Goal: Copy the records below, swapping "water reflection" for "reflection on water" wherever it occurs and changing nothing else.

Material supplied:
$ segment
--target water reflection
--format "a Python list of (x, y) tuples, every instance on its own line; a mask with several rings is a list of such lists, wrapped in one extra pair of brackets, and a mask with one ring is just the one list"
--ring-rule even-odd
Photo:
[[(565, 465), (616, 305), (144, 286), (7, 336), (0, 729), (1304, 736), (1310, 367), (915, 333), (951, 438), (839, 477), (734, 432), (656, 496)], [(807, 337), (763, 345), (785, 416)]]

Reply:
$ segment
--target reflection on water
--format "a Python list of (x, y) tuples, every instance on its own line; a mask with several rings is a list of such lists, wrapped in one extra pair of brackets, and a mask with one ring is just the one list"
--ring-rule even-odd
Photo:
[[(565, 465), (616, 305), (144, 286), (7, 336), (0, 729), (1304, 736), (1310, 367), (915, 333), (951, 438), (839, 477), (734, 432), (656, 496)], [(807, 337), (763, 345), (785, 416)]]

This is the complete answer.